▶ [Activity] Repeat exactly each line of the data provided below.
═════ Data to examine ═════
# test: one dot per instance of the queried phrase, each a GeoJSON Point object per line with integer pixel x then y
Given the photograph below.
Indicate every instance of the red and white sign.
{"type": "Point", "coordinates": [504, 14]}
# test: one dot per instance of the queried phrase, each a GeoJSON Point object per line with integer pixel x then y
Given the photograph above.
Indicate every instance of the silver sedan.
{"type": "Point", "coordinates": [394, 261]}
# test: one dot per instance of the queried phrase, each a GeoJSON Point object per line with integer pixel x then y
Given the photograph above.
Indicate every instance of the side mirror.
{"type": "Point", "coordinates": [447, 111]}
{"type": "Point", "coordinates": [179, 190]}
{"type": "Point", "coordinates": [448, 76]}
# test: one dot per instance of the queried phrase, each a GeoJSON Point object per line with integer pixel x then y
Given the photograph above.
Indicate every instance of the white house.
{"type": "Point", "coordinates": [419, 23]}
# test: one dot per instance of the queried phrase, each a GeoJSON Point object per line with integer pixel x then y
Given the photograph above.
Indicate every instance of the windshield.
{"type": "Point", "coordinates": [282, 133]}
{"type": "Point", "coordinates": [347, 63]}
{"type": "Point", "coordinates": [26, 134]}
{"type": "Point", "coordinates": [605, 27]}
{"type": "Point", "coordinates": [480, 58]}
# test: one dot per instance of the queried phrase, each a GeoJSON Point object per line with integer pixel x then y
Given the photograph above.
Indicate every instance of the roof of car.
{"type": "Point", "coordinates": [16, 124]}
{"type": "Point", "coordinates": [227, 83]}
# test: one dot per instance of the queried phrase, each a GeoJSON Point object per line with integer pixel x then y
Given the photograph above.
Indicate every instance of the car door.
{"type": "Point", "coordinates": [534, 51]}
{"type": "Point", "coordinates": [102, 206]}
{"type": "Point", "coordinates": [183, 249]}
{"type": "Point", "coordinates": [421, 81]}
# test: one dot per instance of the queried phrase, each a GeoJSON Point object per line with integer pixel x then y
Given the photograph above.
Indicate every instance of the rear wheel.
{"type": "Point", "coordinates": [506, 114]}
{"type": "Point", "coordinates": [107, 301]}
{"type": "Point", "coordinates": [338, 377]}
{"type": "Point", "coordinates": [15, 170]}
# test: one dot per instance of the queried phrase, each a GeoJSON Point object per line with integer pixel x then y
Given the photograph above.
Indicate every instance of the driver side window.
═════
▶ [Expected answer]
# test: one dot per instance of the queried phrase, each a GeoJSON Point object per line with integer pixel x then y
Given the photograph below.
Indicate every instance of the red and white sign.
{"type": "Point", "coordinates": [504, 14]}
# test: one dot per instance of the queried phrase, each a GeoJSON Point object per line with integer pixel x then y
Given the photograph above.
Indicate every instance of the silver sedan.
{"type": "Point", "coordinates": [394, 261]}
# test: one dot per instance of the queried phrase, each a GeoJSON Point object per line with integer pixel x then y
Given the photograph above.
Indicate every instance of the side mirror.
{"type": "Point", "coordinates": [447, 111]}
{"type": "Point", "coordinates": [179, 190]}
{"type": "Point", "coordinates": [448, 76]}
# test: one dot per instance of the queried phrase, each a GeoJSON Point object per line with integer pixel x then y
Given the photograph above.
Indicate every instance of the white house.
{"type": "Point", "coordinates": [419, 23]}
# test: one dot per instance of the queried phrase, each a GeoJSON Point object per line with integer pixel x then y
Given the photograph above.
Indicate every instance of the windshield.
{"type": "Point", "coordinates": [282, 133]}
{"type": "Point", "coordinates": [347, 63]}
{"type": "Point", "coordinates": [26, 134]}
{"type": "Point", "coordinates": [605, 27]}
{"type": "Point", "coordinates": [480, 58]}
# test: one dot per instance of the queried phrase, each a GeoJSON Point object per line with integer pixel x then y
Given the photograph above.
Indicate every instance of the roof of car.
{"type": "Point", "coordinates": [16, 124]}
{"type": "Point", "coordinates": [227, 83]}
# test: one dot per instance of the queried phrase, each a GeoJSON Point object per line with integer pixel x then y
Given the photograph above.
Indicate every instance of the car door.
{"type": "Point", "coordinates": [534, 51]}
{"type": "Point", "coordinates": [102, 206]}
{"type": "Point", "coordinates": [183, 249]}
{"type": "Point", "coordinates": [421, 81]}
# test: one dot per instance of the queried phrase, each a GeoJSON Point object per line with integer pixel x then y
Given the photograph above.
Indicate every instance of the rear wheel.
{"type": "Point", "coordinates": [506, 114]}
{"type": "Point", "coordinates": [107, 301]}
{"type": "Point", "coordinates": [338, 377]}
{"type": "Point", "coordinates": [15, 170]}
# test: one dot per instance of the queried phrase, each a GeoJSON Point object per line with integer pixel x then y
Given the photograph above.
Indicate every instance of the driver side window.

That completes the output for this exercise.